** Opening MATERIALS PROVIDED block **
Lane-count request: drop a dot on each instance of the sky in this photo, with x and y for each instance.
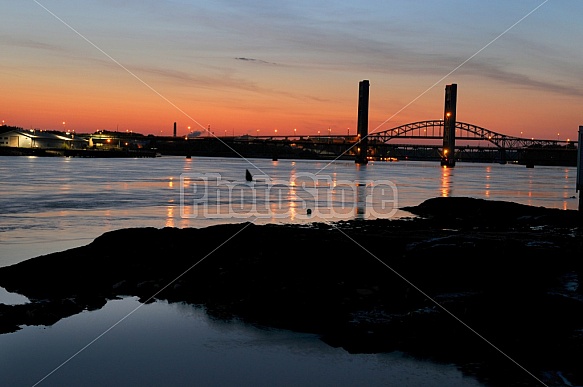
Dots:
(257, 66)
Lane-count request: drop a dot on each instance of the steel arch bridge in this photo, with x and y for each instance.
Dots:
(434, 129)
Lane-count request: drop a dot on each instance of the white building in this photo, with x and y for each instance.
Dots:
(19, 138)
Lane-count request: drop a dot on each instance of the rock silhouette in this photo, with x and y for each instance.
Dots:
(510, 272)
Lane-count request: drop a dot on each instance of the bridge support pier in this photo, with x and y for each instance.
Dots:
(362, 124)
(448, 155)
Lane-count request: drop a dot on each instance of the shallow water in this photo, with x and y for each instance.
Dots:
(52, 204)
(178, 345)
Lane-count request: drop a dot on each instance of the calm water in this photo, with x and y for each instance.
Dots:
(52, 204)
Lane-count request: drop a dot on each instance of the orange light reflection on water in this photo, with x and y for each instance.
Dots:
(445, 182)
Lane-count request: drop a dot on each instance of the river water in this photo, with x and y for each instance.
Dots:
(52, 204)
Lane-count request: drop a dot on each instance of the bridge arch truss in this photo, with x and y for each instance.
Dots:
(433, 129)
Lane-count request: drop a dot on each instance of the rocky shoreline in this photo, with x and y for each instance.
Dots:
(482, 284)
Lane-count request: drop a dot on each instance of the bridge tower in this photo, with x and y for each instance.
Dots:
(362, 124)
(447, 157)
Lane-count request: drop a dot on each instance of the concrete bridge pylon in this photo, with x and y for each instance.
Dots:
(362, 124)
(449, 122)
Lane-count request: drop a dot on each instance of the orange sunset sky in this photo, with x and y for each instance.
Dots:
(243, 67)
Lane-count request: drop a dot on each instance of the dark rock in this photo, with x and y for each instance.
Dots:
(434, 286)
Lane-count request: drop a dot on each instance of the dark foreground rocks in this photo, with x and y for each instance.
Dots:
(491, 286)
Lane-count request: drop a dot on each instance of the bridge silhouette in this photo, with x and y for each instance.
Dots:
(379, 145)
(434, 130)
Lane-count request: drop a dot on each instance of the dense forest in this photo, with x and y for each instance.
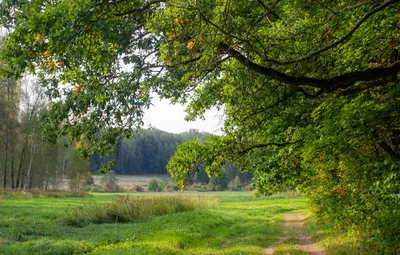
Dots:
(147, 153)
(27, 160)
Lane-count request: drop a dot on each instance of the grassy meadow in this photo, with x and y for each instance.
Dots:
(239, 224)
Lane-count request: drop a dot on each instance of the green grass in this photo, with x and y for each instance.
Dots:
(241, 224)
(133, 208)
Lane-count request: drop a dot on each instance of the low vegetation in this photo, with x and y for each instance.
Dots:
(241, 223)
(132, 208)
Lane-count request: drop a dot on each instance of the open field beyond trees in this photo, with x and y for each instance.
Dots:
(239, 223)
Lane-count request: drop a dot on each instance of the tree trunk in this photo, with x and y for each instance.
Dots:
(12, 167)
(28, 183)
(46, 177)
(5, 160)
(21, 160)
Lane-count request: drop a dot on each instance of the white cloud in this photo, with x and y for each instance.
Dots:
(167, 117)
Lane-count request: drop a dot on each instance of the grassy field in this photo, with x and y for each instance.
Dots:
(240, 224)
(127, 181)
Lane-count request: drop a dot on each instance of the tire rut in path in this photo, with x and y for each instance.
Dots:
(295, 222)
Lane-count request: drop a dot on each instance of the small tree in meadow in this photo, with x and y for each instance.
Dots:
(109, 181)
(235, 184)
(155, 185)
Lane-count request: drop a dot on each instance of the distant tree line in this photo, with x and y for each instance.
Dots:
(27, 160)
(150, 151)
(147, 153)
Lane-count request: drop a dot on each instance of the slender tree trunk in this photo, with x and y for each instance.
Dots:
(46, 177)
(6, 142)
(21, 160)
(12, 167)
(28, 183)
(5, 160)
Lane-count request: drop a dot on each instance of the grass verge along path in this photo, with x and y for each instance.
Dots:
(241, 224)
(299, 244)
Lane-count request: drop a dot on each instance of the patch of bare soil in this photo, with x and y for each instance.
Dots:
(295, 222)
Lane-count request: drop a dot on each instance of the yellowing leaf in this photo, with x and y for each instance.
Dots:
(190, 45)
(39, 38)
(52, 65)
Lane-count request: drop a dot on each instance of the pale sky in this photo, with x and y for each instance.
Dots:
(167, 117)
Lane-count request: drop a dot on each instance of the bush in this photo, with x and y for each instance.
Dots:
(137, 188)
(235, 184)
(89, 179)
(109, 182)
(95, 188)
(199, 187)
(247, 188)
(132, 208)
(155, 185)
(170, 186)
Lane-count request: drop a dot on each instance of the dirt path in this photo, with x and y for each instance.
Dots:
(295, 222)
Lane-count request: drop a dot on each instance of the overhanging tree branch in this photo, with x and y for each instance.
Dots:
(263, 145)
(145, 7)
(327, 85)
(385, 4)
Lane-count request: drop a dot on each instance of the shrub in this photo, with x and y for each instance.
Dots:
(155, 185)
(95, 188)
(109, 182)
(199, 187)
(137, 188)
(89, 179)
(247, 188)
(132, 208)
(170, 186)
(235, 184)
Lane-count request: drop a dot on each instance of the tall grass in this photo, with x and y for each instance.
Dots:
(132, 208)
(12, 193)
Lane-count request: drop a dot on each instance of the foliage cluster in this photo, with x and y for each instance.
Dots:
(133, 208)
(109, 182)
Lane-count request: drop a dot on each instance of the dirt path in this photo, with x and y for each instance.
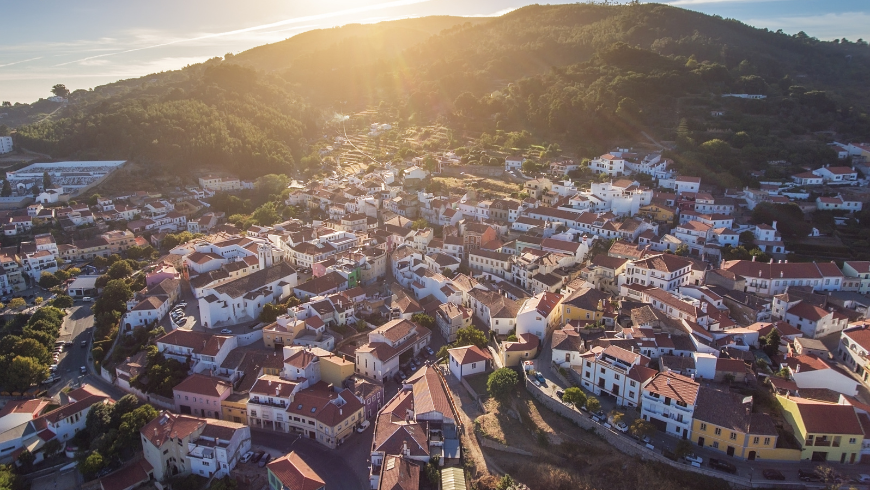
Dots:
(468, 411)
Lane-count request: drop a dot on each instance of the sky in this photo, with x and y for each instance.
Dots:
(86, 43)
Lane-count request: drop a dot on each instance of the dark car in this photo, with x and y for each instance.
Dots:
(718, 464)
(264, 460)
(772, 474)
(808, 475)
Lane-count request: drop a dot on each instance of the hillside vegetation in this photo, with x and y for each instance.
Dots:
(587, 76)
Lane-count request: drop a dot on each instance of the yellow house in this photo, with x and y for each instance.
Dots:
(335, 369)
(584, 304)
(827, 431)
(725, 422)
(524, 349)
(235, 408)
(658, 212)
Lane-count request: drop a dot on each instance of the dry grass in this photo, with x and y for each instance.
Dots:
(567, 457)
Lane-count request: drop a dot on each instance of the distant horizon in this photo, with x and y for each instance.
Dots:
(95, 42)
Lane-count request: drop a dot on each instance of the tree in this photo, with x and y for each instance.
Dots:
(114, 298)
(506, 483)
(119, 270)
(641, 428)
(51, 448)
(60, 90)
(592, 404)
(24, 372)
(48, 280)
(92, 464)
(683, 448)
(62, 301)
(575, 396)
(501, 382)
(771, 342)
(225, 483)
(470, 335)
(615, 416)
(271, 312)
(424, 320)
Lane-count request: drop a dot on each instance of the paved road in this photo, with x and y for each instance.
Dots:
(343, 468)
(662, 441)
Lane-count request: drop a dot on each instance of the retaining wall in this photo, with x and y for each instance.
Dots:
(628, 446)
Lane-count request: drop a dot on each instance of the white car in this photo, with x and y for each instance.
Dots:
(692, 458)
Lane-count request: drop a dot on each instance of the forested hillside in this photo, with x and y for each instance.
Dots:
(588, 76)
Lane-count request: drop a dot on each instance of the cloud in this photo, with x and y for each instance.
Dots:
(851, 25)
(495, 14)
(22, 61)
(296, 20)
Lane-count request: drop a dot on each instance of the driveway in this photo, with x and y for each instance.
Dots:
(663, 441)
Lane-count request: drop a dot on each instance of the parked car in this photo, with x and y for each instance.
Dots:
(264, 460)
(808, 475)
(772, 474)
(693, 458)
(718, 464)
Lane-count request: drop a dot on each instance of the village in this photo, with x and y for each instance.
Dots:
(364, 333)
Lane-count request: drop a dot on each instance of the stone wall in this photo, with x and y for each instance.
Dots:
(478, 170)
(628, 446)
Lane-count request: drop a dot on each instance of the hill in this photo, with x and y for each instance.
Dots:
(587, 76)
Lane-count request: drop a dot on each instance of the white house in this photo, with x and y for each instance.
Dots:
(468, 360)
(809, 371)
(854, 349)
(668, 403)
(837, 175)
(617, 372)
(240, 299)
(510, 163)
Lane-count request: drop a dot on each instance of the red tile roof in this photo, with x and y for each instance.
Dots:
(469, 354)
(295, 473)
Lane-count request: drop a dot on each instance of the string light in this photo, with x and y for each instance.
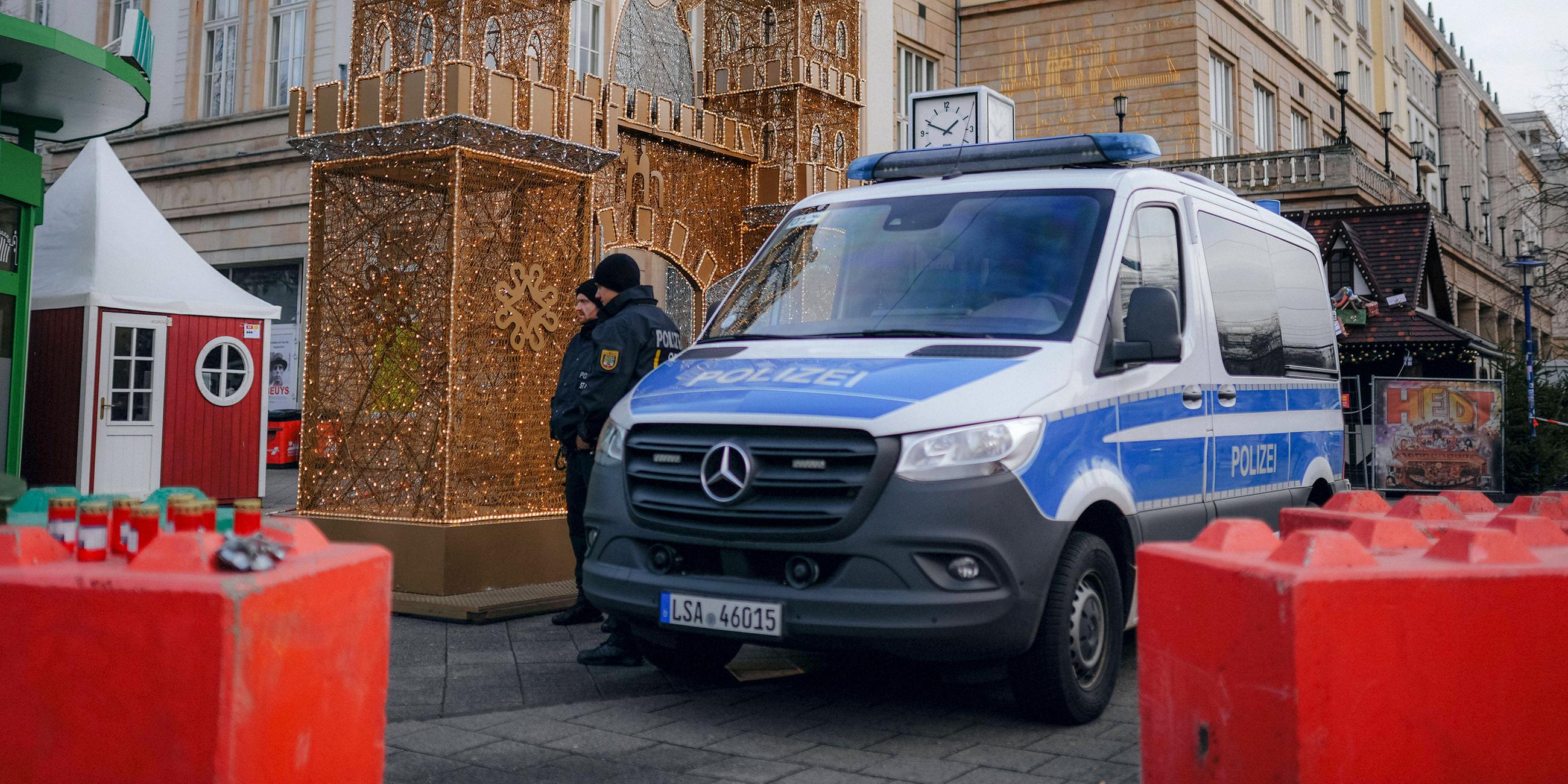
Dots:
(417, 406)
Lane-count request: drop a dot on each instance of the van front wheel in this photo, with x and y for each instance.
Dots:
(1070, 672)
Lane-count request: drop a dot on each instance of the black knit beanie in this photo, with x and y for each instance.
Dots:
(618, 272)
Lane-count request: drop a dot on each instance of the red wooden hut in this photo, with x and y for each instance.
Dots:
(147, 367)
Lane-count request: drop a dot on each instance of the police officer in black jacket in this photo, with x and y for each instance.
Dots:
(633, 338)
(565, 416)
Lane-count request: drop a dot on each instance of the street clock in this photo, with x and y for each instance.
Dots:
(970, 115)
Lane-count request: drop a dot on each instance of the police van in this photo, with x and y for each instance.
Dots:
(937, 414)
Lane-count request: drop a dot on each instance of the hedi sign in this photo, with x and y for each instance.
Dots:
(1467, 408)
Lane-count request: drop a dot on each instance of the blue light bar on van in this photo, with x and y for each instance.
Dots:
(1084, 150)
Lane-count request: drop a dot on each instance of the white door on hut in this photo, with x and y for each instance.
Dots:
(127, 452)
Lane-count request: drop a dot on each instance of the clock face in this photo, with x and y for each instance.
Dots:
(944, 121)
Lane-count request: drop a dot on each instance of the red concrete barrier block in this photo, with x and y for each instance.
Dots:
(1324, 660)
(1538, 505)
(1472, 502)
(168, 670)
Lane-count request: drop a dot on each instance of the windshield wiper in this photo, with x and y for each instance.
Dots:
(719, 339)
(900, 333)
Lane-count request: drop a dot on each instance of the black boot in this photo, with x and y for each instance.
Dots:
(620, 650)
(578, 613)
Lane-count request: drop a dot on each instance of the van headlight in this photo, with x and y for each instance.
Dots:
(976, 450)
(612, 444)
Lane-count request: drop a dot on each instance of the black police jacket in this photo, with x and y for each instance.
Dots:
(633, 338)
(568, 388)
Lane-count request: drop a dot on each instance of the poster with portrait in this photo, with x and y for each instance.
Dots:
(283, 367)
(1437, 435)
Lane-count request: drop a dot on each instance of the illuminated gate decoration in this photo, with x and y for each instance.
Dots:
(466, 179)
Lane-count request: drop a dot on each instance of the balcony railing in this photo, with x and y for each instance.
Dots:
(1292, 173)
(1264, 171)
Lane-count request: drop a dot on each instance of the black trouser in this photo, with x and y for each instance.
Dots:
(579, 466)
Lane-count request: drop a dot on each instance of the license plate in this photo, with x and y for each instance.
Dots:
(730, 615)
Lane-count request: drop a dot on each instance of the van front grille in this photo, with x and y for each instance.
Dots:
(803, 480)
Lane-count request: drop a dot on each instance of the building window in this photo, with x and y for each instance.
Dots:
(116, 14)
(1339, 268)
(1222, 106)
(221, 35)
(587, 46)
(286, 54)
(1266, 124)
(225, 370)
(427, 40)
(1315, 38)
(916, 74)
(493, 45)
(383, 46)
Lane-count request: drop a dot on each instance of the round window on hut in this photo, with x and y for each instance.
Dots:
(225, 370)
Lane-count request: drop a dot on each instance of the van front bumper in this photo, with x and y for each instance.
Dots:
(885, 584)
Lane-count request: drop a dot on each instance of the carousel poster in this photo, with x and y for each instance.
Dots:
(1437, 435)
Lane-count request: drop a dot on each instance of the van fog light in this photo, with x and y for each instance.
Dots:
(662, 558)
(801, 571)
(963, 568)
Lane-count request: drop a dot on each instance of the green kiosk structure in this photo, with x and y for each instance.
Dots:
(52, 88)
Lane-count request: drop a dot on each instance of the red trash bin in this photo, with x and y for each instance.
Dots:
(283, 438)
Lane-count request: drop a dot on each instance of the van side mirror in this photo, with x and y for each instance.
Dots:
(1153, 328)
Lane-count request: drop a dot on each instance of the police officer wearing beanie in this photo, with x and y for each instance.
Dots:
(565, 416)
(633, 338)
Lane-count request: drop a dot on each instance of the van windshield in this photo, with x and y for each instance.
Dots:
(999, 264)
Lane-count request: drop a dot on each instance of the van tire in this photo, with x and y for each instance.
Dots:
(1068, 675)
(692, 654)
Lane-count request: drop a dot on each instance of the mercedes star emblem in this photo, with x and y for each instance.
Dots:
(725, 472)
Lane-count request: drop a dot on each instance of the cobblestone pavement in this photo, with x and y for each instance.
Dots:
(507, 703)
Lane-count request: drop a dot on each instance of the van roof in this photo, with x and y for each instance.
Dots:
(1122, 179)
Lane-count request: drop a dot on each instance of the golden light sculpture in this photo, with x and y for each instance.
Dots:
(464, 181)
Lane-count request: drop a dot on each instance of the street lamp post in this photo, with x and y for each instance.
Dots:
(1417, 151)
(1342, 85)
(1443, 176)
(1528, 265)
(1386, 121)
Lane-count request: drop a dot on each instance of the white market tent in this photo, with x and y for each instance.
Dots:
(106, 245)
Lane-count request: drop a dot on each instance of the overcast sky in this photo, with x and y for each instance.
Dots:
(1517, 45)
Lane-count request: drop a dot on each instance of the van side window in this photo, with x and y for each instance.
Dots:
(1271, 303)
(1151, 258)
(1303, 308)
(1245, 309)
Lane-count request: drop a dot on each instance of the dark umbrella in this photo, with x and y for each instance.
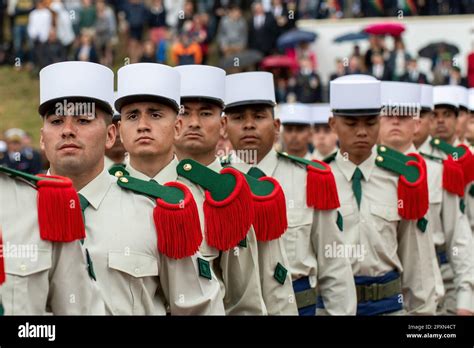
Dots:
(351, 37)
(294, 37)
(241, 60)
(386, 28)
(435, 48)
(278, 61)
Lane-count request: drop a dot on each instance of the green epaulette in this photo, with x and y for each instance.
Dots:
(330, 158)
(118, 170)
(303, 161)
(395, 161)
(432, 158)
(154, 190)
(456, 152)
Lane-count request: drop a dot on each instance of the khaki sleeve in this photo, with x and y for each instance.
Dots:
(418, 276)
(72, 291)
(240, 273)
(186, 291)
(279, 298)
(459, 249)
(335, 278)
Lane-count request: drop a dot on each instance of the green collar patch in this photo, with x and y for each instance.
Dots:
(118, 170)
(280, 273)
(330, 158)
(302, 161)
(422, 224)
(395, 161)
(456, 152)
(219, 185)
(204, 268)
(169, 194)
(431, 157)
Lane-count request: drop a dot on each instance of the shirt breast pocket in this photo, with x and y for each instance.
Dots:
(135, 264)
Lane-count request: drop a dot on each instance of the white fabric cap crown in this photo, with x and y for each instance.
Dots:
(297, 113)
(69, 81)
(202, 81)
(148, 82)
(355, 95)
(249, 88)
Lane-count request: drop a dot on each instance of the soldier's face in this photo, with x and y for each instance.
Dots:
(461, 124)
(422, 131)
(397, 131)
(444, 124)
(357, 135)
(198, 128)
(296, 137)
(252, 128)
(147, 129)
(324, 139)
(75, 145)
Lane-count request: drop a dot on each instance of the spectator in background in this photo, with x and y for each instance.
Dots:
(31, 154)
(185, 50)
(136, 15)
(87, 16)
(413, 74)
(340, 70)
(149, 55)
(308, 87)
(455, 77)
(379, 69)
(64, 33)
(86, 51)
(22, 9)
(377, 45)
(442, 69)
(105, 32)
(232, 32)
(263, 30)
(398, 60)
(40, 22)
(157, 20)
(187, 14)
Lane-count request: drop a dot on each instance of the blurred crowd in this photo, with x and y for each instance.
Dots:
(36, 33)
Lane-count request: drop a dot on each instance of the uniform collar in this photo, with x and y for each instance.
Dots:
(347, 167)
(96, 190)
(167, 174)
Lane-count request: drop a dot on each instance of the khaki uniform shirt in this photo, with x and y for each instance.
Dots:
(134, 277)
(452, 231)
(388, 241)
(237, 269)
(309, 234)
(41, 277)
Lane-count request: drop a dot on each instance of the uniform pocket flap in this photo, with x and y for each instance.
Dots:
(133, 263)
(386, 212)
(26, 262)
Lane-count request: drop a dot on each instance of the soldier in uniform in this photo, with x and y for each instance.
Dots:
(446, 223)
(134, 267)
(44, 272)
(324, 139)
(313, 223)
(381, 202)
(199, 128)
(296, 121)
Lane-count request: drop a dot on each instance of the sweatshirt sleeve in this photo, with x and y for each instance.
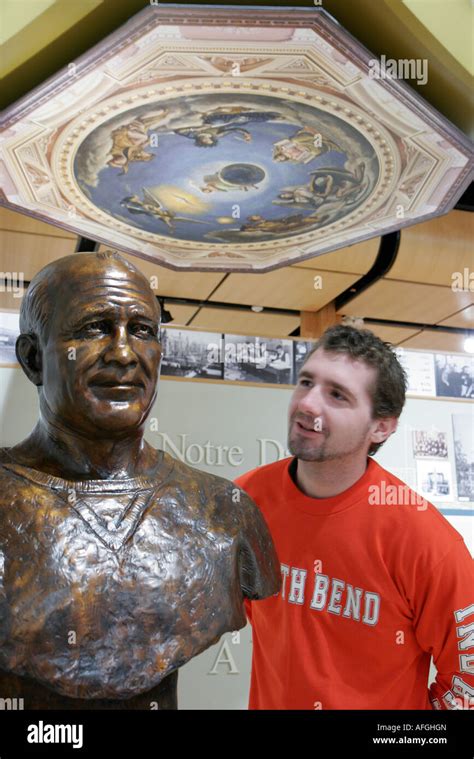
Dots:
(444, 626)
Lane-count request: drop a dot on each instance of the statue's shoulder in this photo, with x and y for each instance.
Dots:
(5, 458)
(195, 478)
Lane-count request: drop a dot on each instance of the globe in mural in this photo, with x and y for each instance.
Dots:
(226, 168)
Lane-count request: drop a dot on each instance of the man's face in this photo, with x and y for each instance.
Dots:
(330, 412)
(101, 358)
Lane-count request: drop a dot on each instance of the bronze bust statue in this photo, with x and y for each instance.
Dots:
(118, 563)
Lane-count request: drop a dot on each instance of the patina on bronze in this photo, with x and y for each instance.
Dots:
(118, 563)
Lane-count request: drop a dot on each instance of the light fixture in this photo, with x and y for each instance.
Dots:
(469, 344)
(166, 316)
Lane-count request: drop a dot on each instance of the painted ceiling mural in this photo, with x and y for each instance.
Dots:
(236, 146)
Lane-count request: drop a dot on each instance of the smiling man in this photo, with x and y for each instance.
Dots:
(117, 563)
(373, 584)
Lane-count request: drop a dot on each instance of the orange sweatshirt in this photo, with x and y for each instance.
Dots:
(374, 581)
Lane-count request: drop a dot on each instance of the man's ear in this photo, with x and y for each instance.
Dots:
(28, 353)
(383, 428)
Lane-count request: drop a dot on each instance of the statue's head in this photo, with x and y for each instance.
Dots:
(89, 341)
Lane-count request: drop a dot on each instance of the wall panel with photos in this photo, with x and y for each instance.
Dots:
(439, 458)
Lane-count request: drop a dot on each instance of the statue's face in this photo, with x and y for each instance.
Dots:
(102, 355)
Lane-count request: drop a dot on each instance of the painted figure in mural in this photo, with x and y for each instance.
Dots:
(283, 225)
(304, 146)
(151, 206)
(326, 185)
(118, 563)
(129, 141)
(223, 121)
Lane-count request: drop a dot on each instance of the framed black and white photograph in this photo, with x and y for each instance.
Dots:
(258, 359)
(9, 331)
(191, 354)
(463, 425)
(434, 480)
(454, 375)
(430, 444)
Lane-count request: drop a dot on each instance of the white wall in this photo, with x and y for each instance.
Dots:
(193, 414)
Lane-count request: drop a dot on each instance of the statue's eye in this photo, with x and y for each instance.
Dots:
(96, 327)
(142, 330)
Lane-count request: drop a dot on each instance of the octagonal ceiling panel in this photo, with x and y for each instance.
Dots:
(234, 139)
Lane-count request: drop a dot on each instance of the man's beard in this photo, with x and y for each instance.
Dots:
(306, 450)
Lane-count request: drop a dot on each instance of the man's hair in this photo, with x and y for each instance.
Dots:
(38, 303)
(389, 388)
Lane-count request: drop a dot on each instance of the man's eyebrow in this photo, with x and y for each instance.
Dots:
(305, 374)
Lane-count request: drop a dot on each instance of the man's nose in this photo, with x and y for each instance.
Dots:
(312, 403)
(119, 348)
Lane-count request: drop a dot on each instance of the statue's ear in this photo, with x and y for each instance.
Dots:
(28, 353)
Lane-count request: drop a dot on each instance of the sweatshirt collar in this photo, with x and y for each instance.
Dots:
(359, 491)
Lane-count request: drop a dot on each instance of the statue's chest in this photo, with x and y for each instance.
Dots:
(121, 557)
** Closing MATERIALS PROVIDED block **
Output must match the lines from the start of the records above through the line that contains "Lane-count request: drop a dot on each instance of the calm", exactly and with every picture removed.

Lane-count request: drop a dot on each instance of the sky in this photo, with x and y for each instance.
Dots:
(257, 66)
Lane-count request: drop a dot on each instance of the steel arch bridge in this photo, with x and y for each instance.
Dots:
(434, 129)
Lane-count request: drop a dot on each instance of the white building in this photo, with x and y for each instance.
Dots:
(19, 138)
Lane-count request: drop a dot on each instance of the rock silhouette in this photo, with x and y for each instance.
Dots:
(510, 272)
Lane-count request: drop a dot on each instance of the bridge support pier in this photo, with x and y for each instance.
Dots:
(362, 124)
(448, 155)
Lane-count request: drop a dot on each instance of the shallow water in this photo, with x and y for each instance.
Dots:
(52, 204)
(178, 345)
Lane-count request: drop a dot on each instance of the calm water in this photo, with x and y for each instance.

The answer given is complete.